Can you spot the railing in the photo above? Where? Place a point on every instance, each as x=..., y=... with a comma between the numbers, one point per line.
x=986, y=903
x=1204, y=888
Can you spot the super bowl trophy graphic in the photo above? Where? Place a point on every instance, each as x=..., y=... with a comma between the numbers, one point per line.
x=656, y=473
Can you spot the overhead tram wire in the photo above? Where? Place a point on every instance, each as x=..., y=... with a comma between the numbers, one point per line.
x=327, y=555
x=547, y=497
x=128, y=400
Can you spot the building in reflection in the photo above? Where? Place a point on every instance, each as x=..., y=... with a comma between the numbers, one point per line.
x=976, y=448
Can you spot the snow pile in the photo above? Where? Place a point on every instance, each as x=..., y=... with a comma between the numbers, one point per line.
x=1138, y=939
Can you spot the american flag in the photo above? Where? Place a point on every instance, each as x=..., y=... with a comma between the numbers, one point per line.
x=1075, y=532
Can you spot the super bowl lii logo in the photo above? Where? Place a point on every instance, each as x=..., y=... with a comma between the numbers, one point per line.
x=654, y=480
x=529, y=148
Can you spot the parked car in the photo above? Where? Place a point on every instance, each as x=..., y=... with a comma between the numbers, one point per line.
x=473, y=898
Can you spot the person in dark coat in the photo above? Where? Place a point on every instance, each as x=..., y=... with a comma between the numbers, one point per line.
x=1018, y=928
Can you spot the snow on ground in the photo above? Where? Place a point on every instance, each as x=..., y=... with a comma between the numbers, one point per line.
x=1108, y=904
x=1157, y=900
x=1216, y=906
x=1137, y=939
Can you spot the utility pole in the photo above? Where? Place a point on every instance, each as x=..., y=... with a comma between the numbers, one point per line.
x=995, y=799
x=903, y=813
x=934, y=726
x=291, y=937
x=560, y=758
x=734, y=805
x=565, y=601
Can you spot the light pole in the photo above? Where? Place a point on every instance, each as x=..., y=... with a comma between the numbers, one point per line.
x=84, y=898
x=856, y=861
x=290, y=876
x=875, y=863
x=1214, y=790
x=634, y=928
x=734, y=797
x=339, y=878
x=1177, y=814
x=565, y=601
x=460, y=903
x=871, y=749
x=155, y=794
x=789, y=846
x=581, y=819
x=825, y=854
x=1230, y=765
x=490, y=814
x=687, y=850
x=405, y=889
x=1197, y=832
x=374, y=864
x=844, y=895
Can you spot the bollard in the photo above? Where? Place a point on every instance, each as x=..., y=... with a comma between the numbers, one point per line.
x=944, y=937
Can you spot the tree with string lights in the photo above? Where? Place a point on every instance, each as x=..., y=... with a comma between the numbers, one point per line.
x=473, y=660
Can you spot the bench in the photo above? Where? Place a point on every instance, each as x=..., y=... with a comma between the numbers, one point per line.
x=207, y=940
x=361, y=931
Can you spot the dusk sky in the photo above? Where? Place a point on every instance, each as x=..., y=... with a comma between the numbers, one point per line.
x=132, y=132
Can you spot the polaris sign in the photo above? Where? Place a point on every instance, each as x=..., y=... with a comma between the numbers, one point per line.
★ ★ ★ ★ ★ ★ ★
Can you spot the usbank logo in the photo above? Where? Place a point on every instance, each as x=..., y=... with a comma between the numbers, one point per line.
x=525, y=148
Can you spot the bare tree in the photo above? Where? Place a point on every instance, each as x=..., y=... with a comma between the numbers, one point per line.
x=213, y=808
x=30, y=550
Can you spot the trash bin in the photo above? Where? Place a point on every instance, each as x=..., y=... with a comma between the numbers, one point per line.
★ ★ ★ ★ ★ ★ ★
### WHAT THE EXERCISE ASKS
Pull out every line in the entries above that contains the word "super", copying each line in full. Match case exactly.

### REPLY TO THE EXERCISE
Can you spot the super bowl trophy graphic in the photo above? Where? Place a point on every instance, each as x=..., y=... with a comma between the numbers, one point per line.
Can you spot the super bowl lii logo in the photo above? Where? Place a point on every instance, each as x=..., y=... with a comma between the numbers, one point per line.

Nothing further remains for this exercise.